+++ STORED DATA

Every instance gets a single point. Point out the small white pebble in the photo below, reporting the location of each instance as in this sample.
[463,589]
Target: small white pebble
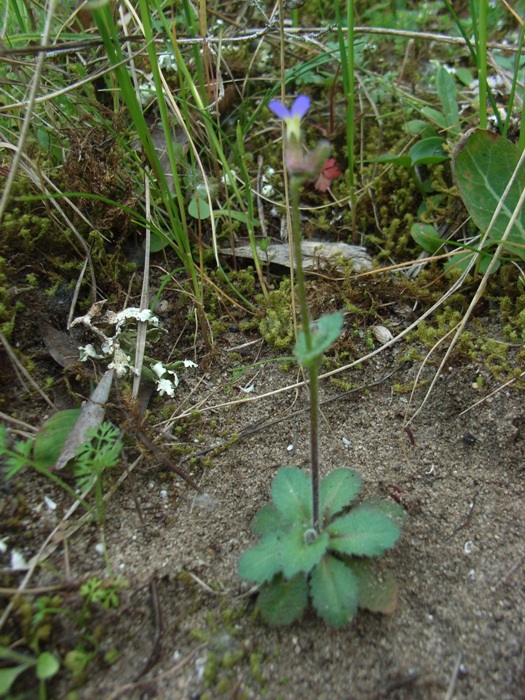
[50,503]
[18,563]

++++++
+++ STORED DATA

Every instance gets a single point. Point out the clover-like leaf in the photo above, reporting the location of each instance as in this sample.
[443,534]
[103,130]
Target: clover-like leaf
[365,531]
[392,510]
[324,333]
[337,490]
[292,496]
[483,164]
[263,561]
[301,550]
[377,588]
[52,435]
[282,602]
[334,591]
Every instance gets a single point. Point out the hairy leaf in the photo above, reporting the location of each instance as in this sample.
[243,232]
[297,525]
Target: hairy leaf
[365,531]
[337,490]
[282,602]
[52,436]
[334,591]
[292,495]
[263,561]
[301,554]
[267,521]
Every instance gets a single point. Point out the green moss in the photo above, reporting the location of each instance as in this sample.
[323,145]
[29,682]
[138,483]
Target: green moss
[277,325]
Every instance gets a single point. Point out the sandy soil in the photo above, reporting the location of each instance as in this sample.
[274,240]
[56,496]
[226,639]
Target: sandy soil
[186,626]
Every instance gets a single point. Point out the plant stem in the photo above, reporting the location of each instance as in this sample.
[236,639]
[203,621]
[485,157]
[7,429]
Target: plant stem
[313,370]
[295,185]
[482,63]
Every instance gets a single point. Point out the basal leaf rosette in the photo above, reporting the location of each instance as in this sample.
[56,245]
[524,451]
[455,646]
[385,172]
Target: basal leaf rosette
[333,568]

++++++
+++ STORED DATA

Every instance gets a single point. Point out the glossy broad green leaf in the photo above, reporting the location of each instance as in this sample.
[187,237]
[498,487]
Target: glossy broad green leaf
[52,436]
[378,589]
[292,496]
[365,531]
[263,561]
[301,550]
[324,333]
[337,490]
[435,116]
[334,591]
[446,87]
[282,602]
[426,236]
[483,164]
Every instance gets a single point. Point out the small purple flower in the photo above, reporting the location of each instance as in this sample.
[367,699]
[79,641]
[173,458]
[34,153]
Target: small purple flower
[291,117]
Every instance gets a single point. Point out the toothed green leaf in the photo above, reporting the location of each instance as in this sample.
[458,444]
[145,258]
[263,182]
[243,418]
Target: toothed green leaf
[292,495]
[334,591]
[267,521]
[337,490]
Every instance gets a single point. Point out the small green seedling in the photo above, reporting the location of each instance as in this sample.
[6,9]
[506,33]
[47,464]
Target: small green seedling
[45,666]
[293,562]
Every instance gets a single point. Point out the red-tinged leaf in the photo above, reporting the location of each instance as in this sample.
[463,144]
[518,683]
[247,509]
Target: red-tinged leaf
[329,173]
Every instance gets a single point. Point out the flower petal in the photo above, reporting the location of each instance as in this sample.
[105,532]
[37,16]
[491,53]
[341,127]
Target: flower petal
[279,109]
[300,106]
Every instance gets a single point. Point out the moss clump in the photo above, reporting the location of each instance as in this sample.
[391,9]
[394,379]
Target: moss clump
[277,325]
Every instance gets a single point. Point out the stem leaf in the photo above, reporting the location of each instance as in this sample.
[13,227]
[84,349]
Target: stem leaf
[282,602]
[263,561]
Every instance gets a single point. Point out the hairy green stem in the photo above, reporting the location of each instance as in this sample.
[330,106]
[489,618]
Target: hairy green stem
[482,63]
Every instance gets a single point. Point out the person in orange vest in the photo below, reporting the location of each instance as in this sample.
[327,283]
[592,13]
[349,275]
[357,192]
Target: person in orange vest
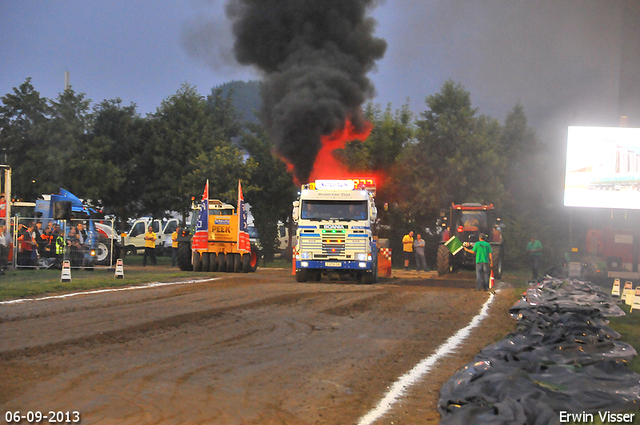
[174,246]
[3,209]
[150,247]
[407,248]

++++++

GIVEN EXERCISE
Pull out each line of the entries that contains the word "small", and copy those lines over unchanged.

PROBLEM SOLUTION
Every instance gets a single point. Point out the small white pebble in the photo below, reporting the location of each instance as in this sample.
Target: small white pebble
Every instance gets a single point. Point out the small purple flower in the photo above, reporting the location of each instance as in this sample.
Target: small purple flower
Every instance gets a single point. Point out the small green seedling in the photo above, reporting the location of each instance as in this sample.
Target: small green seedling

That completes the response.